[TEXT EXTRACT]
- - - - -

What are the odds that some combination of Christian and secular Arabs, Kurds, or Sunni returnees will convince enough Shiites 'we need Americans, let's strtch the SOFA out another year or two? I suggest that becomes more possible if we begin to demonstrate willingness to abide by Bush's SOFA agreement. Yes it's risky, but it is bipartisan enough (negotiated under teh eye of Crocker and Petraeus) that Team Obama is not swinging in the breeze at the first glitch. Actively refusing to begin the pullout will re-invigorate those that believe driving the foreign devils out is the only path to sovereignty.

Let's say that Odierno is right, that conditions are not set for complying with SOFA, and Maliki or his successor doesn't seem willing to extend. Do we engineer a coup? Are we going over the heads of Baghdad to ask for popular referendum to stay, as Ron Paul once (ironically) suggested. Not likely we'd get that chance. What will Obama and Odierno's successor face in a circumstance where the minority asking us to stay are shooting at those demanding we live up to SOFA?

Compounding the SOFA deadline is that the 2007 'surge' had 'force reduction' built into it, because of the huge stress it placed on the US ground force. The surge period drained the better part of a division in direct casualties and KIA's. Nearly half those casualties are noncoms and officer, talent not replaceable thru new recruits. A quarter of the force in Iraq today is still serving 15 month tours.

With the 17,000 more being sent to Afghanistan we will have 200,000+ men deployed in both wars, more than at the peak of the surge. McKiernan is drumming his fingers for the strategic review to agree that he gets another 10,000, as per his 2008 needs. Even in the phased withdrawal that SOFA demands, our army is a full year away from BEGINNING a reset. That's what Casey and Pace knew in November 06.

In a room full of bad and worse choices, every option is high risk. Living up to our written SOFA word improves the prospects for strategic patience from our Iraqi partners, and maybe NATO too. We can't honor the spirit or letter of the SOFA without visibly edging for the door now. Let's suck it up, thank our hosts, and pay attention if anyone invites us to sit back down for tea, cakes and talk.

I hope we can stop planning

I hope we can stop planning for Iraq only on best-case assumptions. I mean, it hasn't worked, I think.

It is time to start thinking realistically about Iraq, and stop walking in the failed footsteps of Bush,

So, what do we do when it all falls apart?

Should we bring the troops back to iraq, or should we accept defeat?

I think it's time to accept defeat. This idea that we can win in iraq in ten years is an overoptimistic best-case assumption.

- - - - -

[INPUT ROWS]
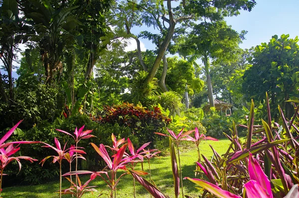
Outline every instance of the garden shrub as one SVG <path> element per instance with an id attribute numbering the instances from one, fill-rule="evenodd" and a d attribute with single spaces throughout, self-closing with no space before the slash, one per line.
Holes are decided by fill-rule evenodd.
<path id="1" fill-rule="evenodd" d="M 211 107 L 210 110 L 205 113 L 201 123 L 206 129 L 207 135 L 216 138 L 224 137 L 223 133 L 231 133 L 229 128 L 231 128 L 233 120 L 237 125 L 246 125 L 245 115 L 248 114 L 244 111 L 235 111 L 231 116 L 227 116 L 221 115 L 215 108 Z M 240 135 L 246 131 L 246 129 L 242 127 L 238 127 L 238 130 Z"/>
<path id="2" fill-rule="evenodd" d="M 0 131 L 21 119 L 20 127 L 26 129 L 39 122 L 52 122 L 61 113 L 64 97 L 59 87 L 41 84 L 32 74 L 20 77 L 16 83 L 15 99 L 8 103 L 0 100 Z"/>
<path id="3" fill-rule="evenodd" d="M 157 107 L 152 110 L 147 109 L 141 105 L 124 103 L 121 105 L 105 106 L 93 120 L 101 124 L 118 125 L 120 127 L 128 129 L 116 132 L 116 136 L 121 138 L 130 137 L 136 146 L 143 143 L 151 142 L 150 146 L 153 147 L 156 141 L 159 139 L 154 132 L 160 132 L 165 130 L 171 119 L 163 115 Z"/>

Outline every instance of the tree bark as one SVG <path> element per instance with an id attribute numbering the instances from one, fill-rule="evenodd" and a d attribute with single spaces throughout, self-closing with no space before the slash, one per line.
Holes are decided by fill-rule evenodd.
<path id="1" fill-rule="evenodd" d="M 189 108 L 189 97 L 188 96 L 188 86 L 186 84 L 186 90 L 185 91 L 185 105 L 186 108 Z"/>
<path id="2" fill-rule="evenodd" d="M 1 74 L 1 70 L 0 70 L 0 93 L 2 96 L 2 99 L 4 102 L 7 102 L 7 98 L 6 97 L 6 93 L 5 93 L 5 89 L 4 89 L 4 85 L 2 79 L 2 74 Z"/>
<path id="3" fill-rule="evenodd" d="M 165 84 L 165 78 L 166 78 L 166 74 L 167 73 L 167 70 L 168 67 L 168 64 L 167 64 L 167 60 L 166 59 L 166 56 L 164 54 L 163 56 L 163 72 L 162 72 L 162 76 L 161 76 L 161 78 L 159 81 L 159 87 L 162 90 L 162 92 L 168 92 L 168 90 L 166 87 L 166 85 Z"/>
<path id="4" fill-rule="evenodd" d="M 210 71 L 209 67 L 210 66 L 209 58 L 205 56 L 203 61 L 204 64 L 204 69 L 205 70 L 206 76 L 207 78 L 207 85 L 208 86 L 208 97 L 209 98 L 209 102 L 210 106 L 215 106 L 214 104 L 214 99 L 213 98 L 213 90 L 212 89 L 212 82 L 211 82 L 211 77 L 210 77 Z"/>
<path id="5" fill-rule="evenodd" d="M 168 28 L 168 32 L 167 34 L 166 35 L 166 37 L 165 39 L 163 41 L 162 44 L 159 48 L 159 50 L 158 51 L 158 54 L 157 55 L 157 57 L 156 58 L 155 60 L 154 61 L 154 63 L 153 63 L 153 65 L 152 67 L 150 69 L 150 71 L 149 72 L 148 76 L 146 78 L 145 80 L 145 83 L 146 84 L 149 84 L 152 79 L 154 77 L 158 68 L 159 68 L 159 66 L 160 65 L 160 63 L 161 62 L 161 60 L 164 56 L 164 54 L 165 54 L 165 52 L 166 52 L 166 50 L 168 47 L 168 45 L 172 38 L 172 36 L 173 35 L 173 33 L 174 32 L 174 27 L 175 27 L 175 20 L 173 18 L 173 15 L 172 13 L 172 10 L 171 8 L 171 0 L 167 0 L 167 7 L 168 11 L 168 15 L 169 16 L 169 27 Z"/>
<path id="6" fill-rule="evenodd" d="M 141 48 L 140 47 L 140 41 L 137 36 L 135 37 L 135 40 L 136 40 L 136 43 L 137 43 L 137 54 L 138 55 L 139 62 L 140 62 L 140 64 L 142 66 L 144 71 L 147 72 L 148 71 L 148 67 L 147 67 L 142 59 L 142 55 L 141 54 Z"/>
<path id="7" fill-rule="evenodd" d="M 97 56 L 94 53 L 91 53 L 89 57 L 89 61 L 87 64 L 87 68 L 85 72 L 85 81 L 89 81 L 91 78 L 94 67 L 97 60 Z"/>

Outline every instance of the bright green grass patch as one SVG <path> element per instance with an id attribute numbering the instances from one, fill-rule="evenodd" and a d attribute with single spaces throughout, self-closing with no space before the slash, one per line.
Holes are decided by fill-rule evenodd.
<path id="1" fill-rule="evenodd" d="M 227 151 L 230 141 L 228 139 L 222 139 L 219 141 L 208 140 L 203 141 L 200 144 L 201 154 L 210 159 L 213 155 L 212 150 L 209 146 L 211 144 L 215 150 L 220 155 Z M 195 148 L 180 154 L 181 163 L 183 177 L 189 177 L 194 178 L 195 164 L 197 159 L 197 150 Z M 152 180 L 155 182 L 158 188 L 170 197 L 174 197 L 173 182 L 171 172 L 170 156 L 161 157 L 160 159 L 154 159 L 151 160 L 151 170 Z M 145 163 L 144 165 L 145 171 L 148 172 L 148 165 Z M 140 168 L 140 167 L 137 169 Z M 5 176 L 8 177 L 8 176 Z M 85 182 L 88 180 L 87 176 L 80 177 L 81 182 Z M 149 176 L 146 178 L 149 180 Z M 58 178 L 57 178 L 58 179 Z M 66 179 L 63 179 L 63 189 L 69 188 L 69 183 Z M 3 178 L 5 182 L 5 178 Z M 184 194 L 196 197 L 199 195 L 198 190 L 195 188 L 195 185 L 187 180 L 183 180 Z M 109 197 L 109 189 L 105 183 L 101 181 L 99 177 L 97 178 L 90 186 L 97 186 L 96 189 L 102 193 L 106 194 L 101 197 Z M 2 197 L 5 198 L 51 198 L 59 197 L 59 195 L 55 192 L 59 190 L 59 182 L 50 182 L 47 184 L 31 186 L 18 186 L 5 188 L 2 190 Z M 96 198 L 99 193 L 86 194 L 84 198 Z M 136 195 L 138 198 L 150 198 L 150 195 L 137 182 Z M 126 175 L 120 180 L 118 186 L 118 198 L 133 197 L 133 182 L 132 177 L 130 175 Z M 63 197 L 70 198 L 69 195 L 63 195 Z"/>

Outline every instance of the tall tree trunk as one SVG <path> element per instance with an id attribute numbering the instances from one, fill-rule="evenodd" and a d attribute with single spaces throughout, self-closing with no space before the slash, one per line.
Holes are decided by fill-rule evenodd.
<path id="1" fill-rule="evenodd" d="M 1 70 L 0 70 L 0 94 L 2 96 L 2 99 L 4 102 L 7 102 L 7 98 L 5 93 L 5 89 L 4 88 L 4 85 L 3 83 L 3 80 L 2 78 L 2 74 L 1 74 Z"/>
<path id="2" fill-rule="evenodd" d="M 209 98 L 209 102 L 210 106 L 215 106 L 214 104 L 214 99 L 213 98 L 213 90 L 212 89 L 212 82 L 211 82 L 211 77 L 210 77 L 210 71 L 209 67 L 210 66 L 210 60 L 207 56 L 205 56 L 203 61 L 204 64 L 204 69 L 205 70 L 206 76 L 207 77 L 207 85 L 208 86 L 208 96 Z"/>
<path id="3" fill-rule="evenodd" d="M 72 97 L 72 104 L 75 103 L 74 95 L 74 64 L 75 63 L 75 52 L 71 50 L 70 53 L 66 54 L 66 63 L 67 68 L 67 82 L 68 85 L 71 90 Z"/>
<path id="4" fill-rule="evenodd" d="M 137 36 L 135 37 L 135 40 L 136 40 L 136 43 L 137 44 L 137 54 L 138 55 L 138 59 L 139 59 L 139 62 L 140 62 L 140 64 L 142 66 L 144 71 L 147 72 L 148 71 L 148 67 L 147 67 L 142 59 L 142 55 L 141 54 L 141 48 L 140 47 L 140 41 L 139 40 Z"/>
<path id="5" fill-rule="evenodd" d="M 162 76 L 159 81 L 159 87 L 162 90 L 162 92 L 168 92 L 168 90 L 166 87 L 165 84 L 165 78 L 166 78 L 166 74 L 167 74 L 167 70 L 168 67 L 168 64 L 167 64 L 167 60 L 166 59 L 166 56 L 164 54 L 163 56 L 163 72 L 162 72 Z"/>
<path id="6" fill-rule="evenodd" d="M 186 90 L 185 91 L 185 105 L 186 108 L 189 108 L 189 97 L 188 96 L 188 86 L 186 84 Z"/>
<path id="7" fill-rule="evenodd" d="M 95 53 L 92 52 L 89 56 L 89 60 L 87 63 L 87 68 L 85 72 L 85 81 L 89 81 L 91 78 L 94 67 L 97 61 L 97 57 Z"/>
<path id="8" fill-rule="evenodd" d="M 10 47 L 9 52 L 8 53 L 8 65 L 6 68 L 7 71 L 7 76 L 8 77 L 8 87 L 9 89 L 9 98 L 11 99 L 13 99 L 13 85 L 12 84 L 12 59 L 13 57 L 13 36 L 12 36 L 11 41 L 10 42 Z"/>
<path id="9" fill-rule="evenodd" d="M 49 59 L 48 54 L 44 53 L 42 55 L 42 59 L 43 59 L 44 68 L 45 68 L 45 77 L 46 78 L 46 82 L 48 84 L 50 79 L 50 67 L 49 65 Z"/>
<path id="10" fill-rule="evenodd" d="M 150 82 L 151 82 L 151 81 L 152 81 L 152 79 L 154 77 L 158 68 L 159 68 L 159 66 L 160 65 L 161 60 L 162 60 L 162 58 L 163 58 L 163 56 L 166 52 L 166 50 L 168 47 L 168 44 L 169 44 L 169 42 L 172 38 L 172 36 L 173 35 L 173 33 L 174 32 L 175 20 L 173 18 L 173 14 L 172 13 L 172 10 L 171 8 L 171 0 L 167 0 L 167 7 L 169 16 L 169 21 L 167 21 L 169 24 L 169 27 L 165 39 L 159 48 L 158 53 L 156 59 L 154 61 L 154 63 L 153 63 L 153 65 L 152 65 L 152 67 L 150 69 L 150 71 L 149 75 L 145 80 L 145 83 L 146 84 L 149 84 Z M 145 87 L 146 87 L 145 86 Z"/>

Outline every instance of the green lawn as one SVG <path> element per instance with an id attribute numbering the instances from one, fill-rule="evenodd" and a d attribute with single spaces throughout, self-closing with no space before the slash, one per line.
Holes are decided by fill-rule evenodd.
<path id="1" fill-rule="evenodd" d="M 201 153 L 204 154 L 208 159 L 211 159 L 213 153 L 209 144 L 213 146 L 215 150 L 220 154 L 226 151 L 230 142 L 227 139 L 220 140 L 219 141 L 208 140 L 202 141 L 200 145 Z M 195 162 L 197 160 L 197 151 L 196 149 L 191 149 L 181 153 L 181 163 L 183 177 L 194 177 L 193 170 L 195 169 Z M 169 156 L 161 157 L 151 160 L 152 179 L 154 181 L 158 188 L 170 197 L 174 197 L 173 182 L 171 172 L 171 162 Z M 145 164 L 145 171 L 147 171 L 147 165 Z M 7 177 L 7 176 L 6 176 Z M 149 176 L 148 176 L 149 178 Z M 88 177 L 84 177 L 82 181 L 85 182 Z M 5 178 L 3 182 L 5 182 Z M 63 188 L 69 188 L 69 183 L 66 179 L 63 179 Z M 109 194 L 109 189 L 106 186 L 101 178 L 98 177 L 91 183 L 92 186 L 97 186 L 99 192 Z M 183 180 L 184 195 L 196 197 L 199 195 L 199 191 L 195 189 L 195 185 L 189 181 Z M 46 184 L 31 186 L 17 186 L 5 188 L 2 189 L 2 197 L 5 198 L 50 198 L 59 197 L 55 191 L 59 190 L 59 182 L 53 182 Z M 133 187 L 132 177 L 130 175 L 126 175 L 123 177 L 118 186 L 117 196 L 118 198 L 133 197 Z M 87 194 L 84 198 L 96 198 L 99 193 L 94 195 Z M 137 197 L 138 198 L 150 198 L 149 193 L 137 183 Z M 104 195 L 101 197 L 108 197 Z M 69 198 L 69 195 L 63 195 L 63 197 Z"/>

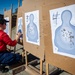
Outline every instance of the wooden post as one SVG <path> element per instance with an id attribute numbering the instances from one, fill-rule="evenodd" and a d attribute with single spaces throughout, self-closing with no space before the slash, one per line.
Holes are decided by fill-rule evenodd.
<path id="1" fill-rule="evenodd" d="M 49 64 L 46 63 L 46 75 L 49 75 Z"/>
<path id="2" fill-rule="evenodd" d="M 26 66 L 28 65 L 28 60 L 27 60 L 27 51 L 25 50 L 25 61 L 26 61 Z"/>
<path id="3" fill-rule="evenodd" d="M 40 74 L 42 75 L 43 71 L 43 61 L 40 59 Z"/>

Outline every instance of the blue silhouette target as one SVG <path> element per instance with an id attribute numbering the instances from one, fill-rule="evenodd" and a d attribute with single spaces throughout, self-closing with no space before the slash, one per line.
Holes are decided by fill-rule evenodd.
<path id="1" fill-rule="evenodd" d="M 18 18 L 18 27 L 17 27 L 17 33 L 20 32 L 22 35 L 20 36 L 20 39 L 23 38 L 23 29 L 22 29 L 22 17 Z"/>
<path id="2" fill-rule="evenodd" d="M 50 11 L 53 52 L 72 58 L 75 58 L 74 8 L 75 5 L 70 5 Z"/>
<path id="3" fill-rule="evenodd" d="M 30 23 L 27 26 L 27 37 L 29 41 L 33 41 L 37 43 L 38 40 L 38 30 L 34 21 L 34 15 L 30 14 Z"/>
<path id="4" fill-rule="evenodd" d="M 39 45 L 39 15 L 37 11 L 26 15 L 26 40 L 29 43 Z"/>

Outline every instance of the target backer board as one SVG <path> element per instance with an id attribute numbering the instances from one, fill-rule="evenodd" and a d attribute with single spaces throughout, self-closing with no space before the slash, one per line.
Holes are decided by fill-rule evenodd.
<path id="1" fill-rule="evenodd" d="M 46 63 L 59 67 L 73 75 L 75 74 L 75 51 L 73 50 L 75 33 L 73 32 L 74 30 L 72 30 L 75 27 L 74 8 L 74 0 L 63 0 L 58 2 L 48 0 L 47 5 L 43 6 L 43 17 L 45 18 L 43 25 Z M 63 27 L 64 23 L 66 26 Z M 68 24 L 73 26 L 72 29 L 67 26 Z M 64 30 L 64 32 L 60 28 L 63 28 L 62 30 Z M 60 31 L 61 33 L 59 33 Z M 69 31 L 71 32 L 71 35 L 69 34 Z M 62 36 L 62 39 L 66 41 L 65 43 L 61 40 L 60 35 Z M 72 41 L 73 43 L 71 43 Z M 59 42 L 61 43 L 59 44 Z"/>
<path id="2" fill-rule="evenodd" d="M 23 20 L 24 48 L 29 53 L 43 60 L 44 35 L 43 35 L 41 4 L 38 6 L 35 0 L 24 1 L 23 18 L 24 18 Z"/>
<path id="3" fill-rule="evenodd" d="M 6 10 L 4 11 L 4 19 L 8 20 L 9 22 L 6 23 L 6 29 L 5 32 L 11 37 L 11 25 L 12 25 L 12 11 Z"/>

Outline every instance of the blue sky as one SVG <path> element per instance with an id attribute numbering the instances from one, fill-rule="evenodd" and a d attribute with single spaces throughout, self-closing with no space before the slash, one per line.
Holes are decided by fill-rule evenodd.
<path id="1" fill-rule="evenodd" d="M 4 8 L 10 10 L 11 4 L 13 4 L 13 12 L 18 7 L 18 0 L 0 0 L 0 14 L 4 14 Z M 22 5 L 22 0 L 20 0 L 20 5 Z"/>

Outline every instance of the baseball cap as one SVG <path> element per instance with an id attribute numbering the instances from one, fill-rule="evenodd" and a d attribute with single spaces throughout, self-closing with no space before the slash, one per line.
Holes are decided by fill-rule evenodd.
<path id="1" fill-rule="evenodd" d="M 4 24 L 4 23 L 7 23 L 7 22 L 9 22 L 9 21 L 7 21 L 7 20 L 4 19 L 4 18 L 0 18 L 0 24 Z"/>

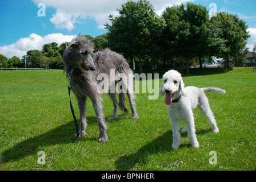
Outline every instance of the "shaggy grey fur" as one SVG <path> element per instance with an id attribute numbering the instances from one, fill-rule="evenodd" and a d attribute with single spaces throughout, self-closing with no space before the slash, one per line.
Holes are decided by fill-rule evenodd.
<path id="1" fill-rule="evenodd" d="M 116 75 L 120 75 L 118 74 L 121 73 L 124 74 L 122 75 L 128 78 L 129 74 L 133 73 L 133 71 L 130 69 L 128 63 L 121 55 L 109 48 L 97 52 L 93 52 L 93 51 L 94 45 L 89 39 L 81 35 L 74 39 L 69 46 L 66 46 L 63 53 L 64 69 L 67 73 L 67 77 L 71 78 L 71 90 L 78 101 L 80 111 L 79 137 L 82 137 L 85 134 L 87 126 L 86 101 L 87 98 L 89 97 L 92 101 L 99 127 L 99 141 L 106 142 L 107 141 L 107 136 L 106 133 L 106 125 L 105 122 L 102 99 L 101 94 L 97 90 L 97 86 L 102 81 L 98 80 L 98 76 L 101 73 L 105 73 L 109 78 L 113 76 L 110 76 L 110 69 L 114 69 L 114 77 Z M 71 76 L 69 75 L 68 68 L 69 70 L 71 69 L 73 70 Z M 121 77 L 115 77 L 114 84 L 121 81 L 122 78 Z M 125 86 L 127 87 L 127 94 L 130 101 L 133 118 L 137 119 L 138 117 L 134 102 L 133 84 L 128 84 L 128 82 L 125 84 L 126 85 Z M 111 86 L 109 84 L 109 91 Z M 108 93 L 114 104 L 114 112 L 111 118 L 114 119 L 117 117 L 118 106 L 122 110 L 127 113 L 128 110 L 124 105 L 125 93 L 119 93 L 118 104 L 115 93 L 111 93 L 110 92 Z"/>

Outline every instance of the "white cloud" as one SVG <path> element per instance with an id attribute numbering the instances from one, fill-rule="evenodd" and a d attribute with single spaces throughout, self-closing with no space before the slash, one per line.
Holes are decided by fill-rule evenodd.
<path id="1" fill-rule="evenodd" d="M 117 9 L 121 7 L 127 0 L 31 0 L 36 5 L 43 3 L 47 7 L 57 9 L 50 22 L 57 28 L 66 28 L 71 31 L 75 28 L 75 23 L 79 23 L 78 18 L 92 18 L 98 23 L 98 27 L 104 28 L 103 24 L 110 23 L 110 14 L 116 15 Z M 155 11 L 161 15 L 167 6 L 171 6 L 193 0 L 151 0 Z M 49 16 L 47 14 L 46 16 Z"/>
<path id="2" fill-rule="evenodd" d="M 247 47 L 250 48 L 250 51 L 253 51 L 253 47 L 256 43 L 256 28 L 250 28 L 247 30 L 250 32 L 251 37 L 248 39 Z"/>
<path id="3" fill-rule="evenodd" d="M 29 37 L 21 38 L 11 45 L 0 47 L 0 53 L 8 58 L 16 56 L 21 59 L 27 51 L 42 50 L 43 44 L 52 42 L 56 42 L 60 45 L 63 42 L 70 42 L 75 36 L 75 35 L 63 35 L 62 34 L 57 33 L 42 37 L 35 34 L 31 34 Z"/>

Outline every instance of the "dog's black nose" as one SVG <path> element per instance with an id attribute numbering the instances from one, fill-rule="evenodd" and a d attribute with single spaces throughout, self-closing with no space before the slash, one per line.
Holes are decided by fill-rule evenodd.
<path id="1" fill-rule="evenodd" d="M 171 90 L 169 90 L 166 89 L 166 90 L 165 90 L 165 93 L 171 93 Z"/>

- - - - -

[INSTRUCTION 1]
In the records, start at the line containing "Outline every instance of the tree" and end with the line containing "1 74 L 1 70". Rewrite only those lines, changing "tree bark" to "tree trunk" and leaving everything else as it is.
[INSTRUCTION 2]
Continue the commentary on the Iraq troop withdrawal after its final sentence.
The records have nothing to do with the commentary on the Iraq troop withdrawal.

[RIGHT ANSWER 1]
Outline every instance of the tree trunk as one SVG <path> element per instance with an id attribute numbering the instances from one, fill-rule="evenodd" and a d attribute with single spaces throughout, self-closing with no space before the slash, one per line.
Holes are decided by fill-rule evenodd.
<path id="1" fill-rule="evenodd" d="M 189 108 L 189 97 L 188 96 L 188 86 L 186 84 L 186 90 L 185 91 L 185 105 L 186 108 Z"/>
<path id="2" fill-rule="evenodd" d="M 1 74 L 1 70 L 0 70 L 0 93 L 2 96 L 2 99 L 4 102 L 7 102 L 7 98 L 6 97 L 6 93 L 5 93 L 5 89 L 4 89 L 4 85 L 2 79 L 2 74 Z"/>

[RIGHT ANSWER 2]
Any good outcome in iraq is over the horizon, it's outside the period we can plan for. We must either make a commitment to keep fighting in iraq for the indefinite future in the hope that someday maybe we can stop. Or else we can stop.

I'm impressed. From the

I'm impressed. From the excerpt in the Times, your book looks fascinating.

http://entertainment.timesonline.co.uk/tol/arts_and_entertainment/books/book_extracts/article5776368.ece

It is Justin Raimondo, not Jason

at list get the name right, Ricks.

Obama Needs to Keep His Eyes on the Exit

Sorry, Mr. Ricks, but the United States military has no legitimate business in Iraq to begin with. The war was an atrocity for which there is no adequate moral justification. It released still-unmeasured gushers of death, mutilation, pain and material loss into the world, and its perpetrators are criminals who should be locked up. If Obama is in danger of anything, it is the danger posed by the usual hazard befalling civilian leaders: the susceptibility to being dazzled and intimidated by pins and ribbons and medals, by square jaws, stiff postures and pompous bearings, and succumbing to the military predators who always want more, and who will never stop looking for ways of turning their botched and barbaric ultraviolent escapades into "wins", in the name of spurious and fantastic "national interests", interests that reside more in the reputations of the powerful than the well-being of the citizenry.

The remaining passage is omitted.